### [SOURCE PASSAGE]
--------
Keywords: conservation; electrosensing; evolution; sawfish; transcriptome.

FIGURE 1

Establishment of a near‐complete gene set for the smalltooth sawfish, Pristis pectinata. (a) Log length distribution of transcripts in assembled transcriptome with total number of transcripts. (b) Outcome of Benchmarking Universal Single Copy Ortholog (BUSCO) analysis to assess completeness of assembled transcriptome. (c) WeGO (Ye et al., 2018) gene ontology analysis of P. pectinata and little skate, Leucoraja erinacea, transcriptomes. Genes are classified according to biological process, molecular function, or cellular component and plotted by percent of genes related to meaningful biological activities. (d) Venn diagram (Hulsen et al., 2008) showing overlap of the number of transcripts provided with the public genome (GCA_009764475.1, green), the Cufflinks (purple) assisted annotation of the public genome, and transcripts in the de novo assembled transcriptome (pink). (e) BUSCO assessment for all unique gene content from combined transcriptome and genome resources, and annotations associated with GCA_009764475.1.
--------
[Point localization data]
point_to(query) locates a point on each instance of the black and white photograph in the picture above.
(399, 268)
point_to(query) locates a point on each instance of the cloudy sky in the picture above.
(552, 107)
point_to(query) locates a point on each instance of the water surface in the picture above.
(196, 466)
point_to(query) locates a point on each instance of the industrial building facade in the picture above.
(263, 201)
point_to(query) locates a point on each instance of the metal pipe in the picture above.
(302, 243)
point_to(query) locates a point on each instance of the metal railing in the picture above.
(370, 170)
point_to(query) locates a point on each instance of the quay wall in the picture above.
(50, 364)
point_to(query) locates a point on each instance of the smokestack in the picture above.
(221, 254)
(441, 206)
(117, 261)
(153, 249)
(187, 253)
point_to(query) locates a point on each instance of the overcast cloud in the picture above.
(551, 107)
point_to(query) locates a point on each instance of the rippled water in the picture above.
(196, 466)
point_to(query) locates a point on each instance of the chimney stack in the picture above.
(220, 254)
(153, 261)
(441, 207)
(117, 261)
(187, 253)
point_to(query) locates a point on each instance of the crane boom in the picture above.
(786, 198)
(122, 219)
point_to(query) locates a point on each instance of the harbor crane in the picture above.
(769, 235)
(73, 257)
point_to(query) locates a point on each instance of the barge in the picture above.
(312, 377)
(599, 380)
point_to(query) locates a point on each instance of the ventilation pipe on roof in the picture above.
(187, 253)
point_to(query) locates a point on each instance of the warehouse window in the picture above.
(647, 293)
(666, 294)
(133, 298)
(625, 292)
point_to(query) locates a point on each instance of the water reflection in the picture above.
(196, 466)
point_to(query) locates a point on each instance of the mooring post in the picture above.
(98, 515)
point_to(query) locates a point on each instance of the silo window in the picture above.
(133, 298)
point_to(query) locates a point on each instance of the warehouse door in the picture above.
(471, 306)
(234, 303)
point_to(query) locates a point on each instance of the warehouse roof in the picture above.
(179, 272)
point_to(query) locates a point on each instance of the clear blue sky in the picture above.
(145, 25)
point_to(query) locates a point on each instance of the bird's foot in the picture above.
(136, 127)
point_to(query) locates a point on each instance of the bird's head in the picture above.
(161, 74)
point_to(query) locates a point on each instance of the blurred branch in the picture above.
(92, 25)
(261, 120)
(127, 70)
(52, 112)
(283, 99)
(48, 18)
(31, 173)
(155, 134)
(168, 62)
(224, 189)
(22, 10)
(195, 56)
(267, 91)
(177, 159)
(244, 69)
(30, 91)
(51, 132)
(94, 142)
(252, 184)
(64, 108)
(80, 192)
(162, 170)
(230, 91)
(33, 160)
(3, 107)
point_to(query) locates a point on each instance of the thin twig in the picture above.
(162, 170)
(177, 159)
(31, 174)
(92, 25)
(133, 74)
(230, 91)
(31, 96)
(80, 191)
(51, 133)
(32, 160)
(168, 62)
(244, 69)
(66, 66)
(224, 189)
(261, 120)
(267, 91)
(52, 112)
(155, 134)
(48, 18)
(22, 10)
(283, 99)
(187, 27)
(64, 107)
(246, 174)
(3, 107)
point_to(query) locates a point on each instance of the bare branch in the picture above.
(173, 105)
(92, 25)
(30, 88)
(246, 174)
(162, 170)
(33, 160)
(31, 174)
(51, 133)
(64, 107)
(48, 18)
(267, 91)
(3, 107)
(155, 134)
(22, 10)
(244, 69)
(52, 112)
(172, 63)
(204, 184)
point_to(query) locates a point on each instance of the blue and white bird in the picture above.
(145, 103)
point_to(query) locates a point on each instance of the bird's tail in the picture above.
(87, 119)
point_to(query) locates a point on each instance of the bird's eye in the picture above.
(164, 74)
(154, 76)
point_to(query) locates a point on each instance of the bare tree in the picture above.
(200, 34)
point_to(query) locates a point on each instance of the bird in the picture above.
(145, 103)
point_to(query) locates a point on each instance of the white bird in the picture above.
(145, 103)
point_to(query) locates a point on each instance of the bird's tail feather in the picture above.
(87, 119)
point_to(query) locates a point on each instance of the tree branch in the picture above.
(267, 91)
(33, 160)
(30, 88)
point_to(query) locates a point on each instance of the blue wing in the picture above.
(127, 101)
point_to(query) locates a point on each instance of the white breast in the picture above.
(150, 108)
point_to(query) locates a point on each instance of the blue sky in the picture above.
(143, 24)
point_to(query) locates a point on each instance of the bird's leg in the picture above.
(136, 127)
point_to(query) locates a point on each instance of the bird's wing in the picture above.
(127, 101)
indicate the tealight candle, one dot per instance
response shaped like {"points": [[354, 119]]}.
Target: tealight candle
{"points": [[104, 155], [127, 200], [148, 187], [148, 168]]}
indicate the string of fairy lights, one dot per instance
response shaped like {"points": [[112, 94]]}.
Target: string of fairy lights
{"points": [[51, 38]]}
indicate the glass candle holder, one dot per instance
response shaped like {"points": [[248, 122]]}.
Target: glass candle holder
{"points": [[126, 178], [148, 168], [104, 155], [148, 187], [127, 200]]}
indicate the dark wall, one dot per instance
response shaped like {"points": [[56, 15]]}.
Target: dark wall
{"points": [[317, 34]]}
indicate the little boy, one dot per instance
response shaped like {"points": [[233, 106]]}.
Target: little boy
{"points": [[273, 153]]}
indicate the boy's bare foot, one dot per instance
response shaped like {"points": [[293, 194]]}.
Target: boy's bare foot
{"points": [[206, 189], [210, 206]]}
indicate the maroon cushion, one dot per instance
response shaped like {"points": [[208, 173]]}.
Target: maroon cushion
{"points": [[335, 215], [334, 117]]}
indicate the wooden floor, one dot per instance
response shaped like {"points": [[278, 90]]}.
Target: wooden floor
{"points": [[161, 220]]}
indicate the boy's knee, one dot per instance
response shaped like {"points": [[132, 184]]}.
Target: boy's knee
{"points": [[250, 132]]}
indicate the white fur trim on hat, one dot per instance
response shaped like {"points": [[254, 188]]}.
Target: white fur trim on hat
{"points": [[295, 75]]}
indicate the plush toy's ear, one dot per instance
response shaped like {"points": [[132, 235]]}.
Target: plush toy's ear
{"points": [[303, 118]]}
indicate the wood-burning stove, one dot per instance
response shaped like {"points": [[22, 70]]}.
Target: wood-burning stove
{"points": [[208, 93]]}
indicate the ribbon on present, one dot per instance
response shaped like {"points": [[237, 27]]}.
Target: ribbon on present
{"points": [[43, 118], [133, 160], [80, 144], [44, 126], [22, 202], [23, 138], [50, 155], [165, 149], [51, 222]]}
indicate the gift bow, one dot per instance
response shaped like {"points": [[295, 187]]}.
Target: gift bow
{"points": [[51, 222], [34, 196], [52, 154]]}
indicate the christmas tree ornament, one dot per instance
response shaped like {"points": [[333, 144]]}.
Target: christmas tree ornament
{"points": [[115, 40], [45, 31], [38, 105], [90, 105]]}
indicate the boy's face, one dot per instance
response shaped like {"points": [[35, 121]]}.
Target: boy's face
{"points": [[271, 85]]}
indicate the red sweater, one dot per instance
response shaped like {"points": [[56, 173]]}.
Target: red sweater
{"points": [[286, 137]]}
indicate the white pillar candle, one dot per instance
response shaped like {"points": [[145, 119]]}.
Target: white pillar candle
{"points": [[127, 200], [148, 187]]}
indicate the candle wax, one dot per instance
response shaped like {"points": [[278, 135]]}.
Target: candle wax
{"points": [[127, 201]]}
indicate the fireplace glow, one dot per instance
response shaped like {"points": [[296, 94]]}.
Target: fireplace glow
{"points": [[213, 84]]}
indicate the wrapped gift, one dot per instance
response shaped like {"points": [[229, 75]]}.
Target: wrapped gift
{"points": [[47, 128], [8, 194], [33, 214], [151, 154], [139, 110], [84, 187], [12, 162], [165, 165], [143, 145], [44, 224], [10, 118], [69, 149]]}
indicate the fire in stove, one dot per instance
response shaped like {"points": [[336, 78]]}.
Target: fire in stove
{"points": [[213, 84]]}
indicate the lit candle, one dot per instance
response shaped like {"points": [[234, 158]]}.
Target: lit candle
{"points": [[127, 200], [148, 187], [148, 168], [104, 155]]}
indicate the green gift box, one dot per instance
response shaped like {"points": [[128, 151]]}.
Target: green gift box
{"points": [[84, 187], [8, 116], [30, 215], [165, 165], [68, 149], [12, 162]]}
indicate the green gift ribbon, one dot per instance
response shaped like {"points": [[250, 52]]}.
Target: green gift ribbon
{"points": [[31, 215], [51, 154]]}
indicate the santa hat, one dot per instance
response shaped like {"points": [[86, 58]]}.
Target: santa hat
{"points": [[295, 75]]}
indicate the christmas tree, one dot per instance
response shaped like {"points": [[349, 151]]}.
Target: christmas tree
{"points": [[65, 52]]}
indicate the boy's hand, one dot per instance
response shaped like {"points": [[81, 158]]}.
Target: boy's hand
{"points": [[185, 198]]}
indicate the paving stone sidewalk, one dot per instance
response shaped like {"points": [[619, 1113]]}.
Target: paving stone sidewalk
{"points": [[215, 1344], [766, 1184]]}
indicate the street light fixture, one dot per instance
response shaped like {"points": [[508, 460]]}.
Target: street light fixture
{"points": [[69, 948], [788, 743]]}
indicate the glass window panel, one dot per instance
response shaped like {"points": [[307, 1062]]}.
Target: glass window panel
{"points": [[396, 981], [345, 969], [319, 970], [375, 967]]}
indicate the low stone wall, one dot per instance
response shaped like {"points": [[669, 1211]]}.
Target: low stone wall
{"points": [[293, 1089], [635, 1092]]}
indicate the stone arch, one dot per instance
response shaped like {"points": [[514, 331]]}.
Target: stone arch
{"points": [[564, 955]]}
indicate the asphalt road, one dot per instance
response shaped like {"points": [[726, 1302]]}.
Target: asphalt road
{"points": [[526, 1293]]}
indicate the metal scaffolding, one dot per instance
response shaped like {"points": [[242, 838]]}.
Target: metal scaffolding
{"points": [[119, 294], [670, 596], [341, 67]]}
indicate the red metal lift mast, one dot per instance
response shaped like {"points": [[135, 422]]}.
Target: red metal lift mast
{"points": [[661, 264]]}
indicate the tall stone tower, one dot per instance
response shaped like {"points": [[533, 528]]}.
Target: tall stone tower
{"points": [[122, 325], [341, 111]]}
--------
Could you pick up the sawfish transcriptome passage above and continue it after its last sentence?

### [ANSWER BOX]
FIGURE 2

Smalltooth sawfish, Pristis pectinata, genes under positive selection. (a) Phylogeny of taxa used in positive selection analysis with approximate divergence times shown as millions of years ago at each node and number of transcripts in each transcriptome noted at each terminal branch. Species included: Latimeria menadoensis, Callorhinchus milii, Scyliorhinus retifer, Leucoraja erinacea, and P. pectinata. (b) Results of k‐means clustering analysis of genes with a percentage of sites under selection using omega value, percent of sites, change in grand average of hydropathy value relative to little skate, L. erinacea. (c) Enriched gene ontology (GO) terms related to biological processes from genes which were grouped into Cluster 1 by principal components analysis plotted by ‐log(p‐value). (d–h) Changes in hydrophobicity and polarity of protein sequence relative to L. erinacea. Sequence alignment gaps are shown by shaded regions. Functional protein domains retrieved from InterproScan and literature are shown as colored boxes below each plot. (i) Sequence alignment of PCR‐amplified region of interest from HoxA5 between Pristis sawfishes and L. erinacea with codons of interest colored by nucleotide. (j) Alignment of region of interest from amplification of CCDC103. Alignments are colored by nucleotide.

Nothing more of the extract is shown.